The entries below are to be transcribed in full, without their images.

MATERIAL FOR THIS EXERCISE =
====
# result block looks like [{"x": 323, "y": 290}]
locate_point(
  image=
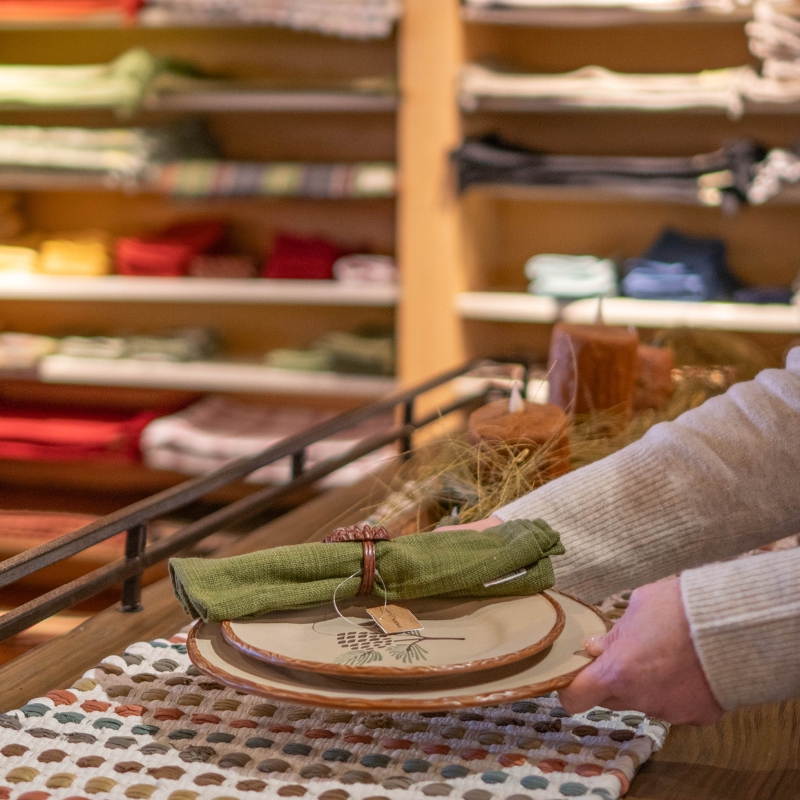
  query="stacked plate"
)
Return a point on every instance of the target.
[{"x": 469, "y": 652}]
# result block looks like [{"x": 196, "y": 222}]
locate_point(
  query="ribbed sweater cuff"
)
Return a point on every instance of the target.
[
  {"x": 744, "y": 618},
  {"x": 619, "y": 520}
]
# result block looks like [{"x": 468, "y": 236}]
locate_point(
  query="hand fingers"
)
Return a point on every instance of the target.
[
  {"x": 594, "y": 645},
  {"x": 585, "y": 692}
]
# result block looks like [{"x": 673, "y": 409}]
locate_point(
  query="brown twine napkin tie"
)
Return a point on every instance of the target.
[{"x": 367, "y": 535}]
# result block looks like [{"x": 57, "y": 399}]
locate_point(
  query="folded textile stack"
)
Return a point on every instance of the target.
[
  {"x": 680, "y": 267},
  {"x": 365, "y": 268},
  {"x": 774, "y": 36},
  {"x": 16, "y": 260},
  {"x": 721, "y": 6},
  {"x": 493, "y": 160},
  {"x": 52, "y": 433},
  {"x": 564, "y": 276},
  {"x": 190, "y": 344},
  {"x": 355, "y": 19},
  {"x": 778, "y": 168},
  {"x": 62, "y": 10},
  {"x": 92, "y": 346},
  {"x": 597, "y": 87},
  {"x": 124, "y": 152},
  {"x": 23, "y": 350},
  {"x": 215, "y": 431},
  {"x": 189, "y": 177},
  {"x": 120, "y": 84},
  {"x": 85, "y": 254},
  {"x": 365, "y": 352},
  {"x": 169, "y": 252},
  {"x": 295, "y": 257}
]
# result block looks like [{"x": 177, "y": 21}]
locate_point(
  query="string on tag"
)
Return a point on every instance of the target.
[{"x": 355, "y": 575}]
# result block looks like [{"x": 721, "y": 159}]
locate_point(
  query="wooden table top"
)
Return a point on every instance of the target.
[{"x": 751, "y": 754}]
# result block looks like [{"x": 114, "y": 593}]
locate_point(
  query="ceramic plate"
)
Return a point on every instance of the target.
[
  {"x": 549, "y": 670},
  {"x": 458, "y": 635}
]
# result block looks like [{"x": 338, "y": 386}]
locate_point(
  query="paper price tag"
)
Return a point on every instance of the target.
[{"x": 394, "y": 619}]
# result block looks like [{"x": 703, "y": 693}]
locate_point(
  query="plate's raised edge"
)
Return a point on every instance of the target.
[
  {"x": 395, "y": 704},
  {"x": 429, "y": 671}
]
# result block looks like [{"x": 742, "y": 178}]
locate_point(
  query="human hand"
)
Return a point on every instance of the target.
[
  {"x": 647, "y": 662},
  {"x": 478, "y": 525}
]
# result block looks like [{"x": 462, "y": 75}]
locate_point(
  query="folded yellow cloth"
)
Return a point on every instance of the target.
[
  {"x": 17, "y": 259},
  {"x": 65, "y": 257}
]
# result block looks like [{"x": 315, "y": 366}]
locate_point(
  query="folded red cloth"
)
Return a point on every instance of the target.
[
  {"x": 168, "y": 253},
  {"x": 296, "y": 257},
  {"x": 21, "y": 10},
  {"x": 70, "y": 434}
]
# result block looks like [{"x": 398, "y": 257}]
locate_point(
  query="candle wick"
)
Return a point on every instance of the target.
[{"x": 516, "y": 404}]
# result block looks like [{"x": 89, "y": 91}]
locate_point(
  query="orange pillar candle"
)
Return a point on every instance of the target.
[
  {"x": 532, "y": 425},
  {"x": 592, "y": 367},
  {"x": 654, "y": 384}
]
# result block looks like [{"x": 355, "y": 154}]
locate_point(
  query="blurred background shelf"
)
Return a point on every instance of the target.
[
  {"x": 209, "y": 376},
  {"x": 598, "y": 17},
  {"x": 603, "y": 193},
  {"x": 520, "y": 307},
  {"x": 535, "y": 105},
  {"x": 507, "y": 307},
  {"x": 119, "y": 288},
  {"x": 674, "y": 314}
]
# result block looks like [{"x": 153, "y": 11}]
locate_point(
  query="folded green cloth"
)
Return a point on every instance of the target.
[{"x": 440, "y": 563}]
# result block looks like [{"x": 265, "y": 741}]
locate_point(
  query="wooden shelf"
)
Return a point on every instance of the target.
[
  {"x": 789, "y": 195},
  {"x": 507, "y": 307},
  {"x": 209, "y": 376},
  {"x": 300, "y": 101},
  {"x": 566, "y": 16},
  {"x": 255, "y": 291},
  {"x": 520, "y": 307},
  {"x": 41, "y": 180},
  {"x": 676, "y": 314},
  {"x": 235, "y": 100}
]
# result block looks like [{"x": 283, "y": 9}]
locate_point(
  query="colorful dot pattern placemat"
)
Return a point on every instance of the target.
[{"x": 149, "y": 726}]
====
TASK OUTPUT =
# result block looks like [{"x": 323, "y": 290}]
locate_point(
  image=
  query="stacked plate"
)
Return a point on every instance of the target.
[{"x": 469, "y": 652}]
# result block looks like [{"x": 196, "y": 222}]
locate_point(
  query="ribbed sweater cuff"
)
Return a point on every instance of the target.
[
  {"x": 744, "y": 618},
  {"x": 619, "y": 520}
]
# result block looks like [{"x": 468, "y": 236}]
locate_point(
  query="hand fingers"
)
Return a point on every instance of the target.
[
  {"x": 594, "y": 645},
  {"x": 585, "y": 692}
]
# result block looks like [{"x": 673, "y": 409}]
locate_point(
  query="brown twine napkin tie"
)
Return a point on every instance of the target.
[{"x": 367, "y": 535}]
# result block looks like [{"x": 57, "y": 399}]
locate_point(
  query="folded textile stack"
)
Return a point on every instance of the target.
[
  {"x": 680, "y": 267},
  {"x": 365, "y": 268},
  {"x": 774, "y": 36},
  {"x": 16, "y": 260},
  {"x": 721, "y": 6},
  {"x": 493, "y": 160},
  {"x": 52, "y": 433},
  {"x": 564, "y": 276},
  {"x": 190, "y": 344},
  {"x": 355, "y": 19},
  {"x": 778, "y": 168},
  {"x": 62, "y": 10},
  {"x": 92, "y": 346},
  {"x": 597, "y": 87},
  {"x": 124, "y": 152},
  {"x": 23, "y": 350},
  {"x": 215, "y": 431},
  {"x": 189, "y": 177},
  {"x": 120, "y": 84},
  {"x": 85, "y": 254},
  {"x": 365, "y": 352},
  {"x": 169, "y": 252},
  {"x": 295, "y": 257}
]
# result block looks like [{"x": 177, "y": 21}]
locate_point(
  query="string on tag"
)
Return a point on every instance of the target.
[{"x": 355, "y": 575}]
# result block looks like [{"x": 721, "y": 159}]
locate_point(
  query="wooden table top"
)
Return a point on every instance of the target.
[{"x": 751, "y": 754}]
# result block looks like [{"x": 114, "y": 593}]
locate_point(
  query="ceramic plate"
)
Return a point on every instance of the target.
[
  {"x": 549, "y": 670},
  {"x": 458, "y": 635}
]
# result block looks like [{"x": 338, "y": 386}]
locate_point(
  query="paper price tag"
)
Return a point on every instance of the target.
[{"x": 394, "y": 619}]
# result block looks like [{"x": 703, "y": 693}]
locate_point(
  query="plate's raised edge"
)
Return a point on every instance of the target.
[
  {"x": 395, "y": 704},
  {"x": 429, "y": 671}
]
# result block looks like [{"x": 742, "y": 178}]
locate_point(
  query="human hand"
)
Return a point on every instance of the target.
[
  {"x": 647, "y": 662},
  {"x": 478, "y": 525}
]
# result block looks like [{"x": 462, "y": 75}]
locate_point(
  query="folded yellow cloth"
)
Return a point on every instance of the target.
[
  {"x": 17, "y": 259},
  {"x": 65, "y": 257}
]
# result block looks like [{"x": 315, "y": 366}]
locate_point(
  query="folded red cloth"
)
Return a point on every instance of the target.
[
  {"x": 168, "y": 253},
  {"x": 296, "y": 257},
  {"x": 21, "y": 10},
  {"x": 70, "y": 434}
]
# result block looks like [{"x": 398, "y": 257}]
locate_point(
  query="candle wick"
)
Return a point on every instance of the target.
[{"x": 516, "y": 404}]
# result block looks like [{"x": 89, "y": 91}]
locate_point(
  query="orange pillar candle"
)
Return a point on every instance of the target.
[
  {"x": 532, "y": 425},
  {"x": 592, "y": 367},
  {"x": 654, "y": 384}
]
# result block looks like [{"x": 355, "y": 154}]
locate_point(
  query="blurred background shelf"
)
Return a point on every instance of the target.
[
  {"x": 209, "y": 376},
  {"x": 598, "y": 17},
  {"x": 603, "y": 193},
  {"x": 520, "y": 307},
  {"x": 535, "y": 105},
  {"x": 507, "y": 307},
  {"x": 119, "y": 288},
  {"x": 674, "y": 314}
]
# result block looks like [{"x": 153, "y": 11}]
locate_point(
  query="folded green cloth"
)
Return a point on every instance of the target.
[{"x": 440, "y": 563}]
# result block looks like [{"x": 265, "y": 741}]
locate_point(
  query="wooden shelf"
)
Return a point on every instance of the target.
[
  {"x": 789, "y": 195},
  {"x": 507, "y": 307},
  {"x": 209, "y": 376},
  {"x": 300, "y": 101},
  {"x": 566, "y": 16},
  {"x": 255, "y": 291},
  {"x": 520, "y": 307},
  {"x": 41, "y": 180},
  {"x": 676, "y": 314},
  {"x": 235, "y": 100}
]
# result block looks like [{"x": 283, "y": 9}]
locate_point(
  query="colorful dot pattern placemat"
)
Return a point on every instance of the target.
[{"x": 149, "y": 726}]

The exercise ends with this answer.